DOCUMENT EXTRACT =
━━━━━━━━━━
I am selling a printing service and I would like to charge marginally less for an additional print compared with the average cost of each print given the current quantity. My recursive rule representing the total charge for X+1 given X is therefore:
$$f(x+1) = \left(\frac{f(x)}{x}\times d\right) + f(x)$$ $$f(0) = 0; f(1) = C$$ $${d \; \epsilon \; \mathbb{R}\; | \;0<d<1}$$
My WooCommerce site won't let me use a recursive rule so I was wondering if there is an explicit approximation of this?
Thanks!
No need for an approximation. Note that our recursion can be restated as $$f(x+1)=\left(\frac{d}x+1\right)f(x)$$ Hence, by applying this formula $x$ times, we have that (for $x\ge0$) $$\begin{align} f(x+1) &=C\cdot\prod_{k=1}^x\left(\frac{d}k+1\right)\\ &=C\cdot\prod_{k=1}^x\left(\frac{d+k}k\right)\\ &=C\cdot\frac{(d+x)(d+x-1)\cdots(d+1)}{x!}\\ &=C\binom{d+x}{x}\\ \end{align}$$ Hence we have the closed form $$f(x)=\begin{cases}C\binom{d+x-1}{x-1}&x\ge1\\0&x=0\end{cases}$$
━━━━━━━━━━
LISTED ENTRIES =
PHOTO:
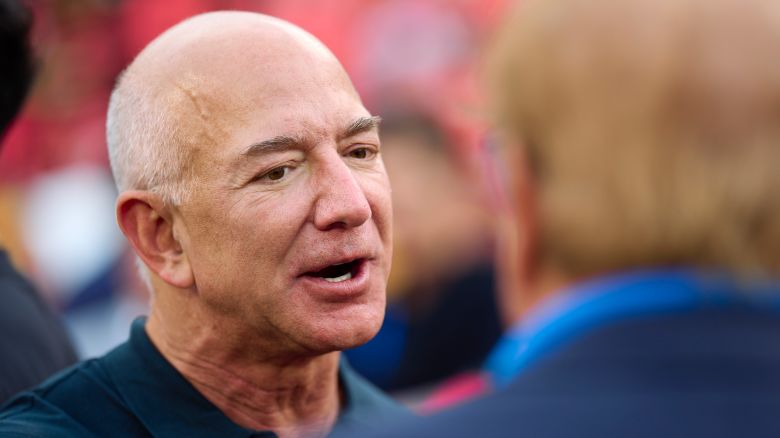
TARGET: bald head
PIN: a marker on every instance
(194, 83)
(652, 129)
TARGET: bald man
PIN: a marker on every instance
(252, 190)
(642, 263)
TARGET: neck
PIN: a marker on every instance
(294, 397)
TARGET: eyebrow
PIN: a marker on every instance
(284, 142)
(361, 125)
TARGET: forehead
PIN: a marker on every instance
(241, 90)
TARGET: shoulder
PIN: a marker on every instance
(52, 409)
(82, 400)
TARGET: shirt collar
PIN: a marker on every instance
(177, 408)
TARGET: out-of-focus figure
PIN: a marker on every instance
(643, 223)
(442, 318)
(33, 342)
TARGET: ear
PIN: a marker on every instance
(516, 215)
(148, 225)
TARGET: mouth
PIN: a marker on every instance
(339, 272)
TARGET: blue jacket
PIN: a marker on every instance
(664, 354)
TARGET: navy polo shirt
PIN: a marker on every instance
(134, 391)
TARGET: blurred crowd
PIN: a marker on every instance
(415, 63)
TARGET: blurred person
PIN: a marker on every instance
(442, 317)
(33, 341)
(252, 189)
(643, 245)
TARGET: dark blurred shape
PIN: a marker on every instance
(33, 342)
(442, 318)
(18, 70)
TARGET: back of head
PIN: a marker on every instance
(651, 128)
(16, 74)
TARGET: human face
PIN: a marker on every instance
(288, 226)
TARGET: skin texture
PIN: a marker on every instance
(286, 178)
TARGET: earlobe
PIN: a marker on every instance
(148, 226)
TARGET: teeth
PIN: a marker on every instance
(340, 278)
━━━━━━━━━━
EXERCISE INSTRUCTIONS =
**1)** Please set down the passage of the print pricing thread starting with "I am selling" and going on through "approximation of this?".
**2)** Answer these questions from the print pricing thread, one answer per line:
(a) What value is given for f(1)?
(b) Which site will not accept a recursive rule?
(c) In the closed form, what is f(x) when x = 0?

TASK ANSWERS =
**1)**
I am selling a printing service and I would like to charge marginally less for an additional print compared with the average cost of each print given the current quantity. My recursive rule representing the total charge for X+1 given X is therefore:
$$f(x+1) = \left(\frac{f(x)}{x}\times d\right) + f(x)$$ $$f(0) = 0; f(1) = C$$ $${d \; \epsilon \; \mathbb{R}\; | \;0<d<1}$$
My WooCommerce site won't let me use a recursive rule so I was wondering if there is an explicit approximation of this?

**2)**
(a) C
(b) WooCommerce
(c) 0